- [WORK ORDER]
In how many lines of the records does "balcony" appear? Answer with one number.

Collected data:
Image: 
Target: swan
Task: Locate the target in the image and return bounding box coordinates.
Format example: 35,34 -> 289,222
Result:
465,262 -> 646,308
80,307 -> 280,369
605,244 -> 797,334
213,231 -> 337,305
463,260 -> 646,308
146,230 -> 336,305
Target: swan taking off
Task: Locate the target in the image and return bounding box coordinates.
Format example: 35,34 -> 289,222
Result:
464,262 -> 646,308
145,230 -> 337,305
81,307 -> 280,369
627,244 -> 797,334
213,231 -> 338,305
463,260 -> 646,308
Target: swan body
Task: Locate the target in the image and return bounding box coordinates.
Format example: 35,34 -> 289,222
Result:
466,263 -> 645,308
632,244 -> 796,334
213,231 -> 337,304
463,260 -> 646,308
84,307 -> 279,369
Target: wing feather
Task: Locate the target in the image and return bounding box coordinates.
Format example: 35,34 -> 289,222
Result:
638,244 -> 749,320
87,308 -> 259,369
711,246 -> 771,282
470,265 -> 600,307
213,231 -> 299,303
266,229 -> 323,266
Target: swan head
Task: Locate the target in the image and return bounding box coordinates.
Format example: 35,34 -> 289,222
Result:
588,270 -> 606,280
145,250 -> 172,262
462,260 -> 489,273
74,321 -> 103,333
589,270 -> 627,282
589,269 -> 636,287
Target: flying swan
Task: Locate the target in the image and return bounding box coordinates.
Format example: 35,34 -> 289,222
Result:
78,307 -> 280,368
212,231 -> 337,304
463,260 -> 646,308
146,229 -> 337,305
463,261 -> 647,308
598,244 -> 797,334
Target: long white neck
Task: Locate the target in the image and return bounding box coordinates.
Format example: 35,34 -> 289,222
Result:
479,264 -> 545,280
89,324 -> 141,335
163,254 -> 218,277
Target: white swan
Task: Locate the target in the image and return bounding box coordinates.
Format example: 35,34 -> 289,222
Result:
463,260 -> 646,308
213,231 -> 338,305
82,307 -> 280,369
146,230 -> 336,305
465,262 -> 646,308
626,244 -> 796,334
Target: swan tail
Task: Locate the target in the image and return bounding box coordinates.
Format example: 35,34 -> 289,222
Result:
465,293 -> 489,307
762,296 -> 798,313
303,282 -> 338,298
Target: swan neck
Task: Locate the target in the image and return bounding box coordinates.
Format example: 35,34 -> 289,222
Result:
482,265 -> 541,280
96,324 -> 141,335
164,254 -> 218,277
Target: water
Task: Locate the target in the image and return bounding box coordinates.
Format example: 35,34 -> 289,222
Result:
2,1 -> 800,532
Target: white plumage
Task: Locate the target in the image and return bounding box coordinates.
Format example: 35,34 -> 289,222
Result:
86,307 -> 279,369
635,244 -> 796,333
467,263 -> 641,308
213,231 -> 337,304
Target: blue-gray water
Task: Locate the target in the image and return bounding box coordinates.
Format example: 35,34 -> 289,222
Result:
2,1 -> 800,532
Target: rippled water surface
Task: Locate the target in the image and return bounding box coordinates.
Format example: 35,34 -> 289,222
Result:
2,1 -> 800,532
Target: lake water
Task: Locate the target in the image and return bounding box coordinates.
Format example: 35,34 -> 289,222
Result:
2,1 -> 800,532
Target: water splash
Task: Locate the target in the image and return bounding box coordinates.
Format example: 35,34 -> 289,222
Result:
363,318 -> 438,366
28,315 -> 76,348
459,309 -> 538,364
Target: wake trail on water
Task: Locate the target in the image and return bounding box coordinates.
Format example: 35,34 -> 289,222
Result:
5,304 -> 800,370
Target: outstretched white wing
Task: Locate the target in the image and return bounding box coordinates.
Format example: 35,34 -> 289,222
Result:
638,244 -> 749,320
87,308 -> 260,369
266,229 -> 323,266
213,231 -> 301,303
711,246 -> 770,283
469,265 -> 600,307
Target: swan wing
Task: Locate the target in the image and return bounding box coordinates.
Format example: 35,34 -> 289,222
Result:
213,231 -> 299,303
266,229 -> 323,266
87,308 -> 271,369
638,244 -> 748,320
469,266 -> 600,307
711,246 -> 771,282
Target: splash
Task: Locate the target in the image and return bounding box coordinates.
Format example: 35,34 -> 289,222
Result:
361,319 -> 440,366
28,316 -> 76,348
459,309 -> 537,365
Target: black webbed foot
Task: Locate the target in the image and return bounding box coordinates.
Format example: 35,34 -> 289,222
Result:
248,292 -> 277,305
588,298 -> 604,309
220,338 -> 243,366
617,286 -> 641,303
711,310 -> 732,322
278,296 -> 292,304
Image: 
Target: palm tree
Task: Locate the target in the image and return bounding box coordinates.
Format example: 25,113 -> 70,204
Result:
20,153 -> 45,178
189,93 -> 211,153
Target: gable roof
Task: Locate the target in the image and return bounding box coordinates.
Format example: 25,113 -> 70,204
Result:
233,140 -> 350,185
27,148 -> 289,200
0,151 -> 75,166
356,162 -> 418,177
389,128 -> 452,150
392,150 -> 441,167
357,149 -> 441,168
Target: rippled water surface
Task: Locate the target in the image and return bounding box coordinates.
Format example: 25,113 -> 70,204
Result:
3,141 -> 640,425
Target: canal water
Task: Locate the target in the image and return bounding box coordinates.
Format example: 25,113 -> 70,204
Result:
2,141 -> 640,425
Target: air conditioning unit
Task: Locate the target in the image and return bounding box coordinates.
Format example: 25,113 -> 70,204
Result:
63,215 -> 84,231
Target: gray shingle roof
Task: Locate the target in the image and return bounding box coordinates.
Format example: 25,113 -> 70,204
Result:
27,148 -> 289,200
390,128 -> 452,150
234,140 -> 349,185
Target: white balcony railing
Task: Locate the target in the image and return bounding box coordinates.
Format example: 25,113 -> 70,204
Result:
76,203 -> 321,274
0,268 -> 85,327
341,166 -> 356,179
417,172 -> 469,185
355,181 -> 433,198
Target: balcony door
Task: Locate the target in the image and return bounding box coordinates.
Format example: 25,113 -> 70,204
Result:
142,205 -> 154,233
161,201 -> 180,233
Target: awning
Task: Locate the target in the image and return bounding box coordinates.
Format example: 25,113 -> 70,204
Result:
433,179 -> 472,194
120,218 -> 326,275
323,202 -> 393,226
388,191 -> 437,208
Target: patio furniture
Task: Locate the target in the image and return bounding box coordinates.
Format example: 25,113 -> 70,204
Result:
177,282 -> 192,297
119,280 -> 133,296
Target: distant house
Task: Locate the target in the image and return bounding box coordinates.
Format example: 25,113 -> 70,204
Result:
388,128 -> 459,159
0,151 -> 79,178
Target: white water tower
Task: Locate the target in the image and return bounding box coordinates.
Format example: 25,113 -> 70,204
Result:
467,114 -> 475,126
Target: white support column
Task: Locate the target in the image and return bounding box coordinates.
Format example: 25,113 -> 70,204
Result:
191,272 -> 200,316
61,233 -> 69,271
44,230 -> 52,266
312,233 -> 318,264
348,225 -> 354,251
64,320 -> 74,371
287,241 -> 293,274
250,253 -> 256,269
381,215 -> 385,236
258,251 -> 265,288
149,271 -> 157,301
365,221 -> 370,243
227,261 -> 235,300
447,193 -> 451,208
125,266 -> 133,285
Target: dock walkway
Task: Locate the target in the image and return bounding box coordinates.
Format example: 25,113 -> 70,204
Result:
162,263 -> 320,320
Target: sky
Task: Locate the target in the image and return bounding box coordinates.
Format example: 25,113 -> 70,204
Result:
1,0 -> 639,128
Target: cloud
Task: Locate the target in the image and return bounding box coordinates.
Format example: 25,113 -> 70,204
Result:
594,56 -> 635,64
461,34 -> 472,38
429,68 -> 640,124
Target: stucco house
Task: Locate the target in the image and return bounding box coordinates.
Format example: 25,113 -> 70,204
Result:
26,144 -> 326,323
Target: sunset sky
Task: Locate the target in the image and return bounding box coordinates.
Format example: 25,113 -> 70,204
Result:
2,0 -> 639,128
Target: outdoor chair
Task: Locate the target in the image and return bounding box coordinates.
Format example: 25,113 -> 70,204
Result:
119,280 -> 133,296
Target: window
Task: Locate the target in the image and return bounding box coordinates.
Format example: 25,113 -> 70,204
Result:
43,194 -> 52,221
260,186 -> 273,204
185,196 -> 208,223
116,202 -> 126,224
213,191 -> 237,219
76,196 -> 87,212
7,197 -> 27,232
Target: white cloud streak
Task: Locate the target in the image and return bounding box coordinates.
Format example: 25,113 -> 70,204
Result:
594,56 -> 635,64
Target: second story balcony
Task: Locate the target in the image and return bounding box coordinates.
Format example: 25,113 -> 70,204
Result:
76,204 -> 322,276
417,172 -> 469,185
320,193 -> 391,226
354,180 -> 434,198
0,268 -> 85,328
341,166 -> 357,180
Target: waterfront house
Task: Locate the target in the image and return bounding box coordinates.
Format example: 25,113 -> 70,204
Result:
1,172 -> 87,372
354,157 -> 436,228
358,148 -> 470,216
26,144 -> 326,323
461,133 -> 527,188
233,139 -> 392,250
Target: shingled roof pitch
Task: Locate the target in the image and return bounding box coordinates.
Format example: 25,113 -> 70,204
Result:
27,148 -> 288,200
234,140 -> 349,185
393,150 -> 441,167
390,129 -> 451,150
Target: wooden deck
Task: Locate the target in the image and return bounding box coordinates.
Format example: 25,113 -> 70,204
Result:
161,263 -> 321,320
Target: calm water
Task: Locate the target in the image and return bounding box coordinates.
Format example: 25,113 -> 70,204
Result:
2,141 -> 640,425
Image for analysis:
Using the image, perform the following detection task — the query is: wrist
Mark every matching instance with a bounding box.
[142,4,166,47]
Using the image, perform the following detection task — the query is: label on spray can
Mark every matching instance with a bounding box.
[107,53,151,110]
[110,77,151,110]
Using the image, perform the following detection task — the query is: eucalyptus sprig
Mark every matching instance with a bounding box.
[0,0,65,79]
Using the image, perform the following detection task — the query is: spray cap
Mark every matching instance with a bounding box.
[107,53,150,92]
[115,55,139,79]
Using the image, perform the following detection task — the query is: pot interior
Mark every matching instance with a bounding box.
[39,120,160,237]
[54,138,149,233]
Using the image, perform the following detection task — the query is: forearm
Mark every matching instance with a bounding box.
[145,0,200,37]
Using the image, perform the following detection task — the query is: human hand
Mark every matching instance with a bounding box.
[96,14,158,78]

- [RESULT OF THIS EXERCISE]
3